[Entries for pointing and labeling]
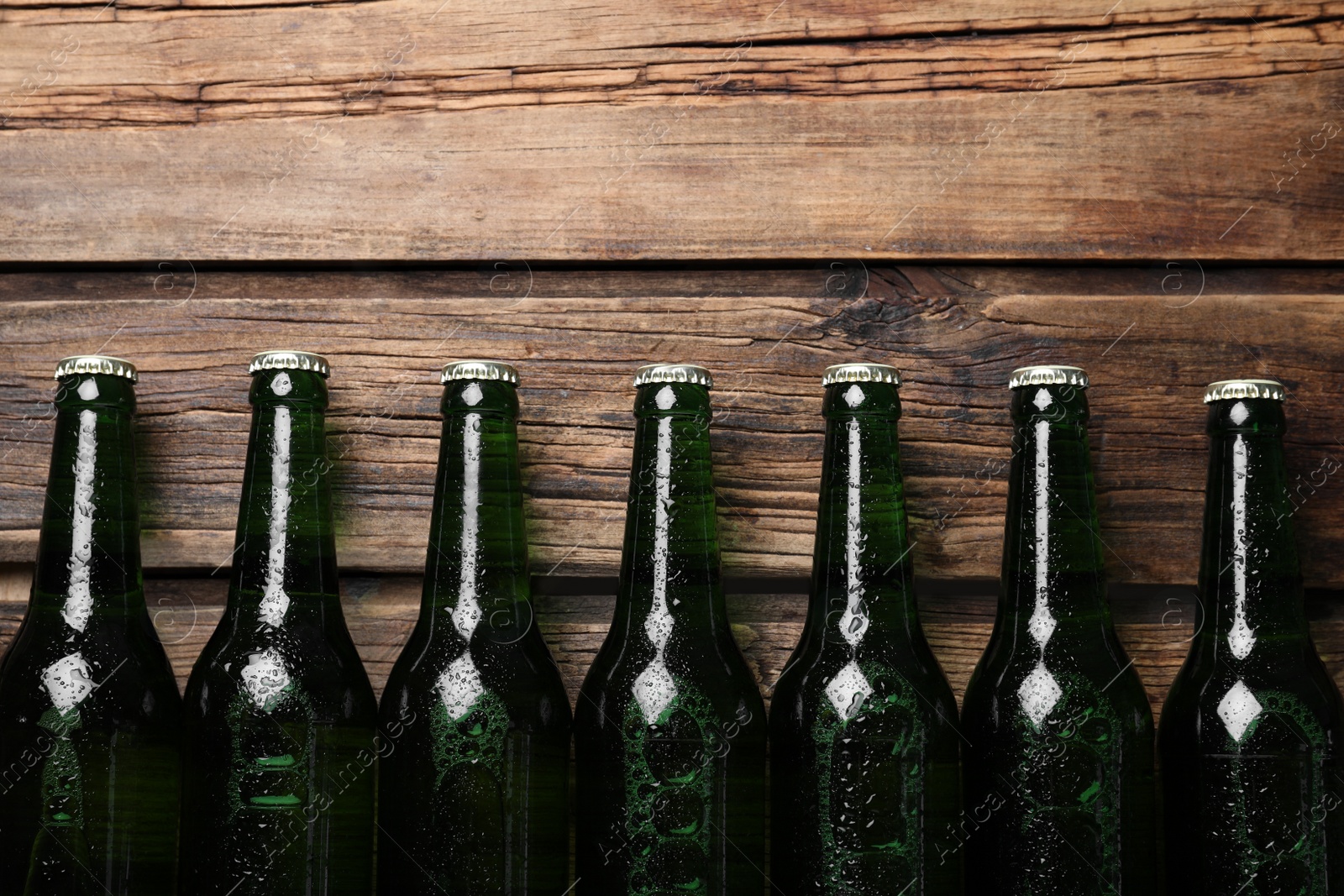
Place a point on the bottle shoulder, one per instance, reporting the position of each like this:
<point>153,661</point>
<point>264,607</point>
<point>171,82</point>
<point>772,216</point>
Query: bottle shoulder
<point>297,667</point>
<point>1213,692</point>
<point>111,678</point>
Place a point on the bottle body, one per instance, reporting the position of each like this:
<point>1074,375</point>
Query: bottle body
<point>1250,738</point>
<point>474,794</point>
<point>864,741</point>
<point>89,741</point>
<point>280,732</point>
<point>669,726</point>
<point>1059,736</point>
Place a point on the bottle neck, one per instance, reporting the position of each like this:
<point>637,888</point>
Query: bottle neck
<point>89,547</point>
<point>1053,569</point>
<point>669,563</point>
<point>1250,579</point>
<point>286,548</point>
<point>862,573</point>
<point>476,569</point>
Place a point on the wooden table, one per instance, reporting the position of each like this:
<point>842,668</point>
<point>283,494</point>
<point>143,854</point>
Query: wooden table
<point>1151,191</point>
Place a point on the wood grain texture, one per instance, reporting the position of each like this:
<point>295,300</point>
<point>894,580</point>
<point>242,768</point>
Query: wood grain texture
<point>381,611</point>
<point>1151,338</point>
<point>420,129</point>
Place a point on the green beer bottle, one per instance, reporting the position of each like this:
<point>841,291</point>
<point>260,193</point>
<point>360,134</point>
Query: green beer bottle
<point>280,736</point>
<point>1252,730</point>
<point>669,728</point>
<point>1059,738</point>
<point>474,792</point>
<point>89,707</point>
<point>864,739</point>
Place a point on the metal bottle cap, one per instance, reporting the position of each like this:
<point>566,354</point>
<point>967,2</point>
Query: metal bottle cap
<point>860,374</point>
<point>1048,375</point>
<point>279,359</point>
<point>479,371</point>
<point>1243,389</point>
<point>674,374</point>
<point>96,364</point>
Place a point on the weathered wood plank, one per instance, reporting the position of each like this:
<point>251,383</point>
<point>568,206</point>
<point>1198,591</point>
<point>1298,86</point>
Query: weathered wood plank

---

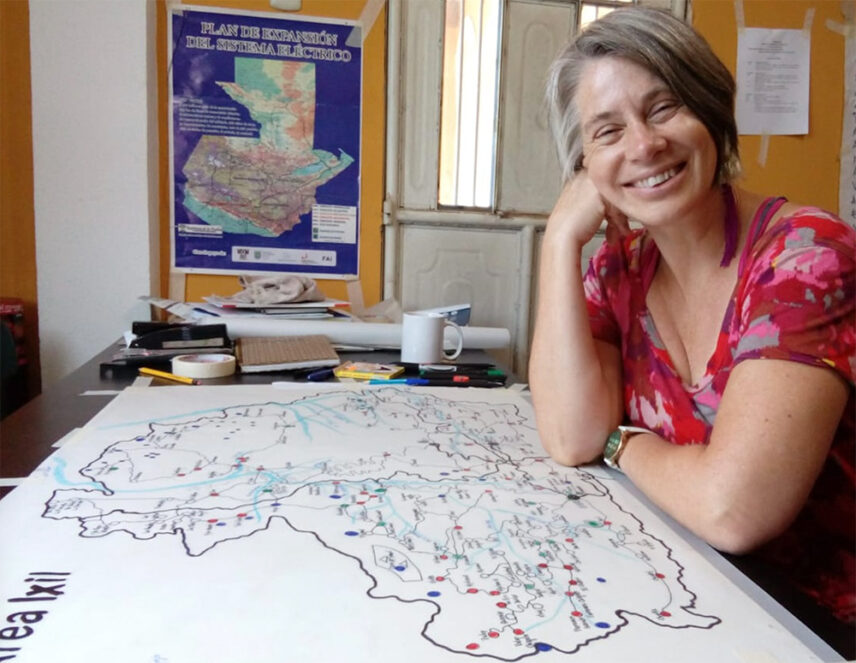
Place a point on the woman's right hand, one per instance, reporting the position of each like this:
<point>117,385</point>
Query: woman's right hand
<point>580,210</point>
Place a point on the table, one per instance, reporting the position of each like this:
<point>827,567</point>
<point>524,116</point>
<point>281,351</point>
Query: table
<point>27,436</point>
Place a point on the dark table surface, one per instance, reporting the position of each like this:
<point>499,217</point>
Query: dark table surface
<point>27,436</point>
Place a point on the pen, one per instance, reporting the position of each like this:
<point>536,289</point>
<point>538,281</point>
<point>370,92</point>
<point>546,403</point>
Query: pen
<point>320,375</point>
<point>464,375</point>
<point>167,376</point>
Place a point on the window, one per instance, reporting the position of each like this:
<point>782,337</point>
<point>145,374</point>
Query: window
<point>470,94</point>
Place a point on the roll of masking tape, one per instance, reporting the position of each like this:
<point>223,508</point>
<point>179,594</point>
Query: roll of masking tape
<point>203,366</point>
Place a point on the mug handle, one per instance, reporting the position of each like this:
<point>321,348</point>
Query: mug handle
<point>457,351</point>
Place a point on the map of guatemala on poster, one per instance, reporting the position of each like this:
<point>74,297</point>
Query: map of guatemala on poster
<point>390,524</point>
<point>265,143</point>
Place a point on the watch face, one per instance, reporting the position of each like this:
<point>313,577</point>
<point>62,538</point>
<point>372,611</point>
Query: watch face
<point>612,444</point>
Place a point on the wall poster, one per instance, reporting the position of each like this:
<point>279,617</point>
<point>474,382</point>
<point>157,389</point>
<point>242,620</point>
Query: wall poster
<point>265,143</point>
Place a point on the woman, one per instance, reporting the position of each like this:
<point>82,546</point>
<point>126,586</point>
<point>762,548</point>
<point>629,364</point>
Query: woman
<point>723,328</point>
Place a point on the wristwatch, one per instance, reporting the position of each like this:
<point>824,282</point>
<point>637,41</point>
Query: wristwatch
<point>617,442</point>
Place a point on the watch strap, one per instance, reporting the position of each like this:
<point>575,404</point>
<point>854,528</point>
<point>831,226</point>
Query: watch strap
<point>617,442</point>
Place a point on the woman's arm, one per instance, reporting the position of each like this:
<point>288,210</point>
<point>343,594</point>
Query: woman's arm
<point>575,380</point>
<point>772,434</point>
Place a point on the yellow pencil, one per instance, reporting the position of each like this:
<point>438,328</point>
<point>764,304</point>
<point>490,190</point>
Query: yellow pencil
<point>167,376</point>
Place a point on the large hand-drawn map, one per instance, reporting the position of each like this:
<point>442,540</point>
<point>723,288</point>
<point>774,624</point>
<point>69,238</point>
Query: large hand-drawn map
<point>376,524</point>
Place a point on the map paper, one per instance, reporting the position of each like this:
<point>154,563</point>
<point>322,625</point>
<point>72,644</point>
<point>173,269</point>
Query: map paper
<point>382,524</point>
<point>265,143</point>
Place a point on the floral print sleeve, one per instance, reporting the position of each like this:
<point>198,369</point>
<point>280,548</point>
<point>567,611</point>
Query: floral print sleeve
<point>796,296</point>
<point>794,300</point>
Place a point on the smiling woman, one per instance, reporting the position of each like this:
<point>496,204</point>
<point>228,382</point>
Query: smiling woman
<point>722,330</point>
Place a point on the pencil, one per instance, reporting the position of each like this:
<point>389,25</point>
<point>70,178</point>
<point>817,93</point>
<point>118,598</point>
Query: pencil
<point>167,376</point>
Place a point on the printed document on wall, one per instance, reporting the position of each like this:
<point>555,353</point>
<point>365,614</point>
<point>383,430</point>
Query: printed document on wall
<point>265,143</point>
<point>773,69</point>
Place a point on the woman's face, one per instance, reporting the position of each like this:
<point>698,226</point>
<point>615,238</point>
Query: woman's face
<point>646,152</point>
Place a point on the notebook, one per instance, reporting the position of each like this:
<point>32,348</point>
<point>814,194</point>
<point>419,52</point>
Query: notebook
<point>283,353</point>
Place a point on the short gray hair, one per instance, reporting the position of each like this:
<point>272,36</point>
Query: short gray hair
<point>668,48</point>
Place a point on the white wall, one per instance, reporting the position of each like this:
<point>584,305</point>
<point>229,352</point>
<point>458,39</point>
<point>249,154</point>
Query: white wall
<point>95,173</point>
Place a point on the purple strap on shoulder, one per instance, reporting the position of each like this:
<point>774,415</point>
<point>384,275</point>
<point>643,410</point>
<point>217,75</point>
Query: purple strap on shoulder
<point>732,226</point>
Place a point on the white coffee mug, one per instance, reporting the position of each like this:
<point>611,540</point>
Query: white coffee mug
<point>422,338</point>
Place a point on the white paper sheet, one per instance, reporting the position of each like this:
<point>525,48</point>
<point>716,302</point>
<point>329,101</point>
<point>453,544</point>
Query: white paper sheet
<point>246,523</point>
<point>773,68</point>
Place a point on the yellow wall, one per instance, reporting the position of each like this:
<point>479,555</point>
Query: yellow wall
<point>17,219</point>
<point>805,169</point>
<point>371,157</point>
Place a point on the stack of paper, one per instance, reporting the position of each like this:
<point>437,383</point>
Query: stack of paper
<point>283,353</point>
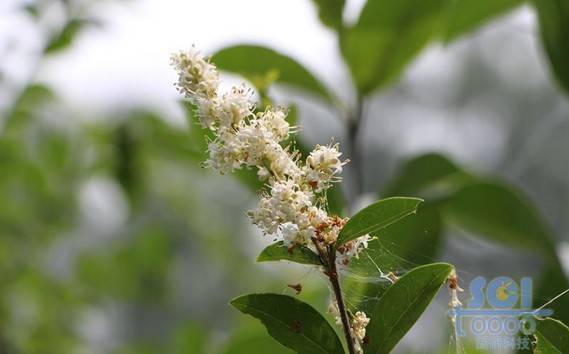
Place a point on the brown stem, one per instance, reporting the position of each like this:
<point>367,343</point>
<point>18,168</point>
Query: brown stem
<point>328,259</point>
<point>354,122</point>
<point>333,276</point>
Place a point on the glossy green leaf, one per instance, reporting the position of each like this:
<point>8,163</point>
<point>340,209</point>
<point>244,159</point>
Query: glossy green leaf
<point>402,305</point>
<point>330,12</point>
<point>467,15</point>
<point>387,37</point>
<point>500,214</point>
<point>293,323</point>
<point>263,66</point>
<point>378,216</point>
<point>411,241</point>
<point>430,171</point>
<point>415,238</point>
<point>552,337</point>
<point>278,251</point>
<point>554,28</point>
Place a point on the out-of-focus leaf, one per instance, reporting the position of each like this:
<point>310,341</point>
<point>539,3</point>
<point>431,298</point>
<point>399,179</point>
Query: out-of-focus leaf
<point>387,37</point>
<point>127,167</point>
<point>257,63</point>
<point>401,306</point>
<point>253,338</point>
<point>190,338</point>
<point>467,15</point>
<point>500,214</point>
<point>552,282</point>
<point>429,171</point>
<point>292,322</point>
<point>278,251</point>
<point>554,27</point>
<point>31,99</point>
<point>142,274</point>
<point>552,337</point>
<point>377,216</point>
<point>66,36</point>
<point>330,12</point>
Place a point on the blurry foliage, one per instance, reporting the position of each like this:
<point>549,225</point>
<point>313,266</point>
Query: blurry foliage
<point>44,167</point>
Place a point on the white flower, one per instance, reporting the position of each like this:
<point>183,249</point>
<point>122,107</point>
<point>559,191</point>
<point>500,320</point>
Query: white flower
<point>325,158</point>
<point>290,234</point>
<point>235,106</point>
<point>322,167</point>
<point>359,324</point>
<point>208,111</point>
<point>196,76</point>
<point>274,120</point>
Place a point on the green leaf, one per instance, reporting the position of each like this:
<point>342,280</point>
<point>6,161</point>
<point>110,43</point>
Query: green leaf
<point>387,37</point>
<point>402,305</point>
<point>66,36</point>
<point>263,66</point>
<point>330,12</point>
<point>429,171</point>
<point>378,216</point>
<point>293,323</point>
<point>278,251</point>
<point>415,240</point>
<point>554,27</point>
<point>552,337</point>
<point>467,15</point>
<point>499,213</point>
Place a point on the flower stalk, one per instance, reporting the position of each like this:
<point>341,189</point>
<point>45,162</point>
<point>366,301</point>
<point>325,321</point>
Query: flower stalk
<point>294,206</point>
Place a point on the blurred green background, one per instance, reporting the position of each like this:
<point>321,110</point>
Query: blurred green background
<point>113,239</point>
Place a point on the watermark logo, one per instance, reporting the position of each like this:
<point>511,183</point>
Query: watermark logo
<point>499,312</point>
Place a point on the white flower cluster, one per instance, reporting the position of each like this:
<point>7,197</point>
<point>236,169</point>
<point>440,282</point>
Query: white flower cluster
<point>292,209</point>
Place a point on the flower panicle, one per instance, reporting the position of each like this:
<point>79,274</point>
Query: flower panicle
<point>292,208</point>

Job
Copy out the stretch that opens with the line containing "Place a point on the white paper" and ends with the line containing "<point>554,28</point>", keeping both of those lines and leaving out any pictures.

Solution below
Place a point on the white paper sheet, one per instance, reporting the position of each like this:
<point>525,48</point>
<point>716,302</point>
<point>329,101</point>
<point>453,544</point>
Query: white paper sheet
<point>246,523</point>
<point>773,68</point>
Place a point on the yellow wall, one per instance, reporting the position of each like this:
<point>479,555</point>
Query: yellow wall
<point>17,219</point>
<point>805,169</point>
<point>371,157</point>
Place a point on the stack of paper, one per instance, reporting the position of each like this:
<point>437,383</point>
Query: stack of paper
<point>283,353</point>
Place a point on the brown stem, one per instance, reporting the position of each like this:
<point>367,343</point>
<point>18,168</point>
Query: brown stem
<point>328,259</point>
<point>354,122</point>
<point>333,276</point>
Place a point on the glossy green leaf, one per instance, reporting the position of each like this:
<point>8,163</point>
<point>340,209</point>
<point>244,159</point>
Query: glossy green leaf
<point>402,305</point>
<point>330,12</point>
<point>467,15</point>
<point>387,37</point>
<point>500,214</point>
<point>293,323</point>
<point>263,66</point>
<point>378,216</point>
<point>411,241</point>
<point>430,171</point>
<point>415,238</point>
<point>552,337</point>
<point>278,251</point>
<point>554,28</point>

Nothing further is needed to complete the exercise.